## WHAT YOU HAVE TO DO
Rewrite the lines starting at the one containing "Target: wet rock" and ending at the one containing "left=169, top=508, right=206, bottom=537", swapping "wet rock" for "damp rock" and keeping everything else as it is.

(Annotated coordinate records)
────

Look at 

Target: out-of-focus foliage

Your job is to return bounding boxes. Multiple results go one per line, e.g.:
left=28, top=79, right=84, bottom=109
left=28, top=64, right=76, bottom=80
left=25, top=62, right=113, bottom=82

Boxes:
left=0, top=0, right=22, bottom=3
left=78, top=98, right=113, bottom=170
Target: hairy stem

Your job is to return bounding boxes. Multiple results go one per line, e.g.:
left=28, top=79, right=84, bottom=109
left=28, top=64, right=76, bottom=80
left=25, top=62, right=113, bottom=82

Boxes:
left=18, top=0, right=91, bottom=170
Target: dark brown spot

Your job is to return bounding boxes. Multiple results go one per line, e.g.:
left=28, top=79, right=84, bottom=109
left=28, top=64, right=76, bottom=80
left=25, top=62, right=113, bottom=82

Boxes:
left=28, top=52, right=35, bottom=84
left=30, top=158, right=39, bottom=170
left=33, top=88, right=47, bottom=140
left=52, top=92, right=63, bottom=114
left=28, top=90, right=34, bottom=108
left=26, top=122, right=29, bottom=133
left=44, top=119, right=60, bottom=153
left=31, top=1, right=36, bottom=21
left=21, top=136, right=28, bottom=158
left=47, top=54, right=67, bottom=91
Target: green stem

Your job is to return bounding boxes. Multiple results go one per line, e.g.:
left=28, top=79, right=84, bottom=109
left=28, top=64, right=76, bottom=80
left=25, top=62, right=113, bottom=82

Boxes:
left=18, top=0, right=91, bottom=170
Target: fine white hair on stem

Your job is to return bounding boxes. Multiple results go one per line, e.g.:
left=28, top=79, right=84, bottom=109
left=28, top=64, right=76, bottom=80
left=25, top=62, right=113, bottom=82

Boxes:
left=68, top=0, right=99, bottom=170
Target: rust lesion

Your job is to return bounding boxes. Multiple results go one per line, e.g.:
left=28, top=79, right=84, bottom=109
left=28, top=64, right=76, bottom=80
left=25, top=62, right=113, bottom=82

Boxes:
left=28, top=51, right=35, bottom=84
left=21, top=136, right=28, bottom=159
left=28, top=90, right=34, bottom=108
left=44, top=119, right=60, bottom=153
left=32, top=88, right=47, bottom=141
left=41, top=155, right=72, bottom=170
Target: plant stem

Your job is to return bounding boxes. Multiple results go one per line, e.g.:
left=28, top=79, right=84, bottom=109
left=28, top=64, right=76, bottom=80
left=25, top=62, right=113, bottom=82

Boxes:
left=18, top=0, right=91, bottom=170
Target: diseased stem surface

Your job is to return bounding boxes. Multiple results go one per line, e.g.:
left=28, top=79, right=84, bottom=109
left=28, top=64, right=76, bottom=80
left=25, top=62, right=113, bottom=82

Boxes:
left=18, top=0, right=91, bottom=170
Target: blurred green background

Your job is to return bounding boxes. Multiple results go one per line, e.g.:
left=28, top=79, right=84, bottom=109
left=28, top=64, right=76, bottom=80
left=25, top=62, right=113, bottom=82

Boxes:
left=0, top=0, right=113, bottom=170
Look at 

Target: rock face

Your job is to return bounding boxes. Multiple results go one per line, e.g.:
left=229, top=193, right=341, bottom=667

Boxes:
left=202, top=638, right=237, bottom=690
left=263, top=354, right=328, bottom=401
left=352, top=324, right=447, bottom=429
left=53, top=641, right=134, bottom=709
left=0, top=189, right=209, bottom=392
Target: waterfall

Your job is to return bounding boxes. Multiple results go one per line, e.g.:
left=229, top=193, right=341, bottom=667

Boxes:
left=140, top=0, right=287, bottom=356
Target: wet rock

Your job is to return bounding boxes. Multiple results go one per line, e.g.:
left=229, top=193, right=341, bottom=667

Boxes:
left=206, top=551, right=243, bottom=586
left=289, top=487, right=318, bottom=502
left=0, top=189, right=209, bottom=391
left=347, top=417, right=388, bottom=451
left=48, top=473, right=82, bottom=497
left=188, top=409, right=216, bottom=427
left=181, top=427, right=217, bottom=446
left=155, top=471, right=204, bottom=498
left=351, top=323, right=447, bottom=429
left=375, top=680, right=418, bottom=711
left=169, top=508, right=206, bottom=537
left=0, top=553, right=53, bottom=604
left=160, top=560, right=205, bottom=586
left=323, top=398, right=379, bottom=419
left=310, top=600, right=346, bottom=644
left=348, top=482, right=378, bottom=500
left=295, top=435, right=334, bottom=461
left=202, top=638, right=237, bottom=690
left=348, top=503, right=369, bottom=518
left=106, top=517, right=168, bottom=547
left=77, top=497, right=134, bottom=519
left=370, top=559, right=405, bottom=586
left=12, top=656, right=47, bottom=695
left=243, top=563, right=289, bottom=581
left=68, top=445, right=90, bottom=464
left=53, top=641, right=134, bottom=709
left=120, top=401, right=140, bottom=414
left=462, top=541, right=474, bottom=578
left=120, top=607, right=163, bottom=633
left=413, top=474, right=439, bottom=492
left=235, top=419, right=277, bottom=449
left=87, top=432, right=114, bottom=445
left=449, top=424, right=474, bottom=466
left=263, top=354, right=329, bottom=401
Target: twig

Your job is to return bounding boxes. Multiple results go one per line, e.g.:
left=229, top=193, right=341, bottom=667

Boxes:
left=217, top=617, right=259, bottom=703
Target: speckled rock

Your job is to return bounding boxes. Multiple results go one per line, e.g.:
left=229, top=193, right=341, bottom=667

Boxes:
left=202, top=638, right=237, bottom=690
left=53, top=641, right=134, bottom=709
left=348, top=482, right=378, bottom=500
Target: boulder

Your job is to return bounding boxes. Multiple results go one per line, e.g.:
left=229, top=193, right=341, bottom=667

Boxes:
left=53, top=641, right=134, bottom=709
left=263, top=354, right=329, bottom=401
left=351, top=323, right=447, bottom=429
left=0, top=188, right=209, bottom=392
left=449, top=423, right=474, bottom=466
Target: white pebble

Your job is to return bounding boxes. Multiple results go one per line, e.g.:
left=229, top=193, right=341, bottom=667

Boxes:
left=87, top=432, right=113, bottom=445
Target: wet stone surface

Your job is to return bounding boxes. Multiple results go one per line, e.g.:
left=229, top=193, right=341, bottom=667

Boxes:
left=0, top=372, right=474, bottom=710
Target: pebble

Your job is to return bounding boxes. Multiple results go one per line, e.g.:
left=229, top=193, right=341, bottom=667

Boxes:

────

## OUTPUT
Target: damp rock

Your job is to return bounding boxes. Multiple results go one per line, e.g.:
left=229, top=193, right=341, bottom=667

Boxes:
left=206, top=551, right=243, bottom=586
left=289, top=487, right=318, bottom=502
left=0, top=189, right=209, bottom=391
left=347, top=417, right=388, bottom=451
left=48, top=473, right=82, bottom=497
left=188, top=409, right=216, bottom=427
left=181, top=427, right=217, bottom=446
left=155, top=471, right=204, bottom=498
left=351, top=323, right=447, bottom=429
left=375, top=680, right=418, bottom=711
left=169, top=508, right=206, bottom=537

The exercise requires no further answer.